Coleslaw
Coleslaw makes me nostalgic. My mother would often take my brother and me to the KFC in Vincent, East London to get us some chicken, coleslaw, mash, and gravy.
My father never liked us to indulge in take-outs so she usually did this for us in secret. It was like a special mission and such a treat to pile into her station wagon and waffle on about what we’d eat. I would dream big and request ice cream and chips but we rarely deviated from the budget.
I’d also sulk if I didn’t end up with the drumstick and extra coleslaw. Sometimes I would go mad and jump my brother in the car the minute our takeout entered the car. The final destination was the beach and we would devour our meal there. My mother didn’t put up with disobedience and she would smack me from the driver’s seat and banish me to the boot. On those days the drive from KFC to the beachfront would be torture.
These days we are so terribly spoilt by the packets of ready chopped coleslaw vegetables in the stores. They’re in most big retail stores in SA - Woolworths, Checkers, Spar, Shoprite, Pick n Pay, etc. However, if you have a food processor, most come with attachments that shred the cabbage.
This recipe was made with a store-bought coleslaw mix.
Did you know: Cabbage releases juices and tends to get soggy if you dress it instantly once it is shredded. I usually soak it for an hour in salt and this allows coleslaw to stay crunchy for longer. Cabbage is also very nutrient-rich. It contains fiber, is high in antioxidants, and protects against skin disorders and heart disease. It’s also low-calorie so if you add a protein like edamame and corn to this bowl of slaw, you will have your perfect meal portions to maintain a healthy, balanced lifestyle.
Ingredients
300-400 g washed coleslaw (soak in salted water for 1-2 hours)
1/3 cup of mayo
2 tsp lemon juice
1 tsp honey
1 bunch coriander, chopped
roughly 3 stalks of mint, chopped
spring onion, chopped (as much as you want)
1/8 cup cranberries
1/4 tsp salt
cracks of black pepper
black sesame seeds
Method
Mix everything except the cabbage and cranberries together with a whisk.
Add the sauce to the cabbage slaw and with your hands massage your vegetables.
Mix in cranberries and spoon into a serving bowl.
Let it rest in the fridge for 10-15 minutes before serving.
Garnish with whatever herb you like and black sesame seeds.

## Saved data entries

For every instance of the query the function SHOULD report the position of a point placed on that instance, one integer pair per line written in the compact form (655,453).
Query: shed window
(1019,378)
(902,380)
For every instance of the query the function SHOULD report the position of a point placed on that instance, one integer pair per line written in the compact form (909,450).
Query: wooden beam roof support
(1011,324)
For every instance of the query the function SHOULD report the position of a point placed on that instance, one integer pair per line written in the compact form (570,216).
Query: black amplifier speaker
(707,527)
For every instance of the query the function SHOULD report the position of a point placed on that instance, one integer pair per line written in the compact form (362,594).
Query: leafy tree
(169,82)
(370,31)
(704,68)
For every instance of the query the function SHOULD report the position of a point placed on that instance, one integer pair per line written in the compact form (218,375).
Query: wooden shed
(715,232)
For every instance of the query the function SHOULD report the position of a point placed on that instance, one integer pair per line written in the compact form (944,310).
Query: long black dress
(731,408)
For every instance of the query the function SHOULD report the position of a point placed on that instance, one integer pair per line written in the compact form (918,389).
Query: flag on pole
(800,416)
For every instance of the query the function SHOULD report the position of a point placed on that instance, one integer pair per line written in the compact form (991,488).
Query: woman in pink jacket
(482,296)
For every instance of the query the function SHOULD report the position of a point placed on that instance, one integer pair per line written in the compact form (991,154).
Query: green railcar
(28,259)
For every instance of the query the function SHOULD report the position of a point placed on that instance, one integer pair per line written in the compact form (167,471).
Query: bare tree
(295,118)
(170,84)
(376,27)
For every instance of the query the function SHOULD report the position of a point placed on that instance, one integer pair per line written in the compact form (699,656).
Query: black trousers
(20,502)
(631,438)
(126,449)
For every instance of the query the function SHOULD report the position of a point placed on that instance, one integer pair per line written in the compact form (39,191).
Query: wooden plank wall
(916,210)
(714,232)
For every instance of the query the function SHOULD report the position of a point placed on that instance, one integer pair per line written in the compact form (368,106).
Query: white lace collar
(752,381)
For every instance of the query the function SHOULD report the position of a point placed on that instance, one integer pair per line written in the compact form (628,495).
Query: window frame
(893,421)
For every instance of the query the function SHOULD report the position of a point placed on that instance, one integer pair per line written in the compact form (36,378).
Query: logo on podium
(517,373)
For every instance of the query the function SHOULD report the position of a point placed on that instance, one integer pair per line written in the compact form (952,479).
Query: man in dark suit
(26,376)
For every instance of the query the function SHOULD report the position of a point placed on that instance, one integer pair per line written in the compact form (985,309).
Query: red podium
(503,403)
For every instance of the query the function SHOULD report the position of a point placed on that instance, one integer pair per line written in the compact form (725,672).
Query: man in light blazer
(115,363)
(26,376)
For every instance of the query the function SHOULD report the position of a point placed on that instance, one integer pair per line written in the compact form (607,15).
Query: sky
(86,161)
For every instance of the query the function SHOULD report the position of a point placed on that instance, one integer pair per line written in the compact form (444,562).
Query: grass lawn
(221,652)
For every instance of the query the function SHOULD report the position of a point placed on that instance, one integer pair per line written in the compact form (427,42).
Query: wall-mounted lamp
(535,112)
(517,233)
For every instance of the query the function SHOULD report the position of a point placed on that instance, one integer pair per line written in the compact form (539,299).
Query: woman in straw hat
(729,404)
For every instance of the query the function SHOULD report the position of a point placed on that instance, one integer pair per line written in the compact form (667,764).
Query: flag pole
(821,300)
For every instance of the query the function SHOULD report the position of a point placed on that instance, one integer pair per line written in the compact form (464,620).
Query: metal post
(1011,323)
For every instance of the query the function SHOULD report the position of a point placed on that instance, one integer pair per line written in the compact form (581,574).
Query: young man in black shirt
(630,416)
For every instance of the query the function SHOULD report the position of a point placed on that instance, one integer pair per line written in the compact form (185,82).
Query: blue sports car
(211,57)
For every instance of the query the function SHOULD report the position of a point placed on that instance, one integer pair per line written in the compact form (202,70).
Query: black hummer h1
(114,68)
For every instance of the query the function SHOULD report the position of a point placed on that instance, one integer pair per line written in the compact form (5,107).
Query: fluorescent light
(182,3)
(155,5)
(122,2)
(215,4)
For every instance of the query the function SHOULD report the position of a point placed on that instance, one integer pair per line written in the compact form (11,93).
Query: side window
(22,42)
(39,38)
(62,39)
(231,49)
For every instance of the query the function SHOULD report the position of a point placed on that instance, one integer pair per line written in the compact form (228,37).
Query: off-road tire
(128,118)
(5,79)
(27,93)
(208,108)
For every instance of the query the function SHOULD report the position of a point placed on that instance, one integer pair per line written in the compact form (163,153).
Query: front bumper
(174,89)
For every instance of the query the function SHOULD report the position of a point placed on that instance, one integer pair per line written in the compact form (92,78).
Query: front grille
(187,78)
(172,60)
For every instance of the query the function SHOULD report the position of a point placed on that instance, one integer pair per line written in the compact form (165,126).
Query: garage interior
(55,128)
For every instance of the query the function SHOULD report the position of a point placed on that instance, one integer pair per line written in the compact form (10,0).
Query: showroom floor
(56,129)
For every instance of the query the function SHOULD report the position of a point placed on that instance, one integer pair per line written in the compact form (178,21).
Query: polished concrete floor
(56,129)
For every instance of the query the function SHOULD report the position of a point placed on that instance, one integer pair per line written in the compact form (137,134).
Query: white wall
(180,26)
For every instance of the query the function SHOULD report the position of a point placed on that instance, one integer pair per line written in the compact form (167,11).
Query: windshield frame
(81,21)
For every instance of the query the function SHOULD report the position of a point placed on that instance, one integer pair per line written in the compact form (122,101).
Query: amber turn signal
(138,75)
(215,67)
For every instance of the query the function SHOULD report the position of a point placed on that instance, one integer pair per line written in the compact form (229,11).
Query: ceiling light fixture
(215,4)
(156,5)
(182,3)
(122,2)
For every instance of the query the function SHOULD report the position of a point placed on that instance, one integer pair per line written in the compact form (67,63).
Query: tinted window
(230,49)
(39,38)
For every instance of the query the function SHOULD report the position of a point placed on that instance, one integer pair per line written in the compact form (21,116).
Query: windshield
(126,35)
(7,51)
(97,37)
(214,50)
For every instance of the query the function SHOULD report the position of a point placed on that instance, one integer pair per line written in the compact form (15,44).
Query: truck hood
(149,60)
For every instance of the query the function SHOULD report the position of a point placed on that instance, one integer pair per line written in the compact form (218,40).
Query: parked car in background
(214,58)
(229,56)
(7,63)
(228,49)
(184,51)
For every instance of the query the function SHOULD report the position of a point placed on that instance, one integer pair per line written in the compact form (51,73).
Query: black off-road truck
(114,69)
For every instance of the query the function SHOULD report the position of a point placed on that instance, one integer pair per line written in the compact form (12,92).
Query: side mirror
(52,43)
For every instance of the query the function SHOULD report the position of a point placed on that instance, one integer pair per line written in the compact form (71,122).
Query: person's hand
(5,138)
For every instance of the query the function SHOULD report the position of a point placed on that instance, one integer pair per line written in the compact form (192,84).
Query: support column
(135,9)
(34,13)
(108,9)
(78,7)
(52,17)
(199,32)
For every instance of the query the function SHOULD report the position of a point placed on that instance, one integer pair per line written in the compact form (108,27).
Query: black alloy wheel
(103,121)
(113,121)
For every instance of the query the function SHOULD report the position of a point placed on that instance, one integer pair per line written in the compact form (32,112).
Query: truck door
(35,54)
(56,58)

## Parts of the exercise
1. From the coleslaw text, copy the passage starting with "Did you know: Cabbage" and going on through "as you want)".
2. According to the coleslaw text, why is the shredded cabbage soaked in salt before it gets its dressing? Answer in one to three sentences.
The records stand apart from the coleslaw text.

## Solutions to the exercise
1.
Did you know: Cabbage releases juices and tends to get soggy if you dress it instantly once it is shredded. I usually soak it for an hour in salt and this allows coleslaw to stay crunchy for longer. Cabbage is also very nutrient-rich. It contains fiber, is high in antioxidants, and protects against skin disorders and heart disease. It’s also low-calorie so if you add a protein like edamame and corn to this bowl of slaw, you will have your perfect meal portions to maintain a healthy, balanced lifestyle.
Ingredients
300-400 g washed coleslaw (soak in salted water for 1-2 hours)
1/3 cup of mayo
2 tsp lemon juice
1 tsp honey
1 bunch coriander, chopped
roughly 3 stalks of mint, chopped
spring onion, chopped (as much as you want)

2. Cabbage releases juices and tends to get soggy if it is dressed right after shredding. Soaking it in salt lets the coleslaw stay crunchy for longer.